# Written request
Retype the entire listing below character for character, leaving out the pictures.

[Dataset records]
** Begin **
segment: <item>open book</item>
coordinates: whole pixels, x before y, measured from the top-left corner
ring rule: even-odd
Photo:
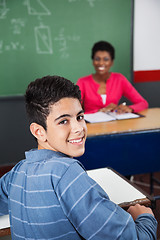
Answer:
[[[139,117],[142,117],[142,115],[137,113],[117,114],[116,112],[108,112],[108,113],[96,112],[96,113],[84,114],[84,119],[89,123],[108,122],[113,120],[139,118]]]
[[[148,194],[131,184],[111,168],[88,170],[87,174],[108,194],[110,200],[124,209],[139,203],[151,206],[153,199]]]

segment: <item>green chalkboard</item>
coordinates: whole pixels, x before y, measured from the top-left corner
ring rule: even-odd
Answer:
[[[115,46],[112,70],[130,80],[131,12],[131,0],[0,0],[0,96],[45,75],[92,73],[99,40]]]

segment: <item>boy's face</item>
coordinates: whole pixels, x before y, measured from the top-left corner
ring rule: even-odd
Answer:
[[[53,104],[46,124],[43,148],[62,152],[70,157],[78,157],[84,153],[87,127],[78,99],[62,98]]]

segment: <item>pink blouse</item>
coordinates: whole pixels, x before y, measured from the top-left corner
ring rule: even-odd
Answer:
[[[106,83],[106,103],[103,104],[101,95],[98,93],[99,83],[92,75],[78,79],[77,85],[81,90],[82,102],[85,113],[94,113],[106,107],[110,103],[118,104],[121,97],[126,97],[133,104],[130,105],[134,112],[140,112],[148,108],[148,102],[137,92],[132,84],[120,73],[111,73]]]

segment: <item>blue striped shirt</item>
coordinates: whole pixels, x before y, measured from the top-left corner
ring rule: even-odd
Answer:
[[[8,213],[12,239],[156,239],[152,215],[134,222],[80,162],[51,150],[26,152],[0,179],[0,215]]]

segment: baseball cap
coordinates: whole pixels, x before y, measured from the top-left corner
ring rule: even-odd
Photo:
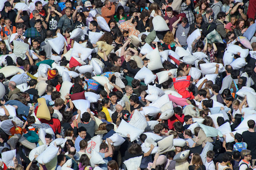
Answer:
[[[88,12],[90,10],[87,8],[85,7],[83,7],[83,9],[82,10],[82,12]]]
[[[84,3],[84,6],[85,7],[91,7],[91,3],[89,1],[86,1]]]
[[[12,6],[12,5],[11,5],[11,3],[7,1],[5,3],[5,7],[8,7],[11,6]]]

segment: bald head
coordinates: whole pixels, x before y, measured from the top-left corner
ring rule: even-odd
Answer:
[[[120,104],[117,104],[116,106],[115,106],[115,109],[116,109],[117,112],[119,112],[122,111],[123,108]]]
** End **
# The reply
segment: <item>open book</item>
coordinates: whole pixels, x before y, measured from the top-left corner
ring rule: even-odd
Photo:
Answer:
[[[139,117],[142,117],[142,115],[137,113],[117,114],[116,112],[108,112],[108,113],[96,112],[96,113],[84,114],[84,119],[89,123],[108,122],[113,120],[139,118]]]
[[[148,194],[131,184],[111,168],[88,170],[87,174],[108,194],[110,200],[124,209],[139,203],[151,206],[153,199]]]

segment: <item>green chalkboard</item>
coordinates: whole pixels, x before y, measured from the top-left corner
ring rule: even-odd
Answer:
[[[115,46],[112,70],[130,80],[131,12],[131,0],[0,0],[0,96],[45,75],[92,73],[99,40]]]

segment: <item>boy's face</item>
coordinates: whole pixels, x before y, measured from the top-left corner
ring rule: even-odd
Answer:
[[[53,104],[46,124],[43,148],[62,152],[70,157],[78,157],[84,153],[87,127],[78,99],[62,98]]]

segment: <item>pink blouse</item>
coordinates: whole pixels, x before y, measured from the top-left corner
ring rule: even-odd
Answer:
[[[106,83],[106,103],[103,104],[101,95],[98,93],[99,83],[92,75],[78,79],[77,85],[81,90],[82,102],[85,113],[94,113],[106,107],[110,103],[118,104],[121,97],[126,97],[133,104],[130,105],[134,112],[140,112],[148,108],[148,102],[137,92],[132,84],[120,73],[111,73]]]

segment: <item>blue striped shirt</item>
coordinates: whole pixels, x before y, measured from the top-left corner
ring rule: even-odd
Answer:
[[[8,213],[12,239],[156,239],[152,215],[134,222],[80,162],[51,150],[26,152],[0,179],[0,215]]]

segment: baseball cap
coordinates: whole pixels, x before y, measured from the top-left corner
ring rule: even-odd
Photo:
Answer:
[[[88,12],[90,10],[87,8],[85,7],[83,7],[83,9],[82,10],[82,12]]]
[[[84,3],[84,6],[85,7],[91,7],[91,3],[89,1],[86,1]]]
[[[12,6],[12,5],[11,5],[11,3],[7,1],[5,3],[5,7],[8,7],[11,6]]]

segment: bald head
coordinates: whole pixels, x before y, measured from the top-left corner
ring rule: even-odd
Answer:
[[[120,104],[117,104],[116,106],[115,106],[115,109],[116,109],[117,112],[119,112],[122,111],[123,108]]]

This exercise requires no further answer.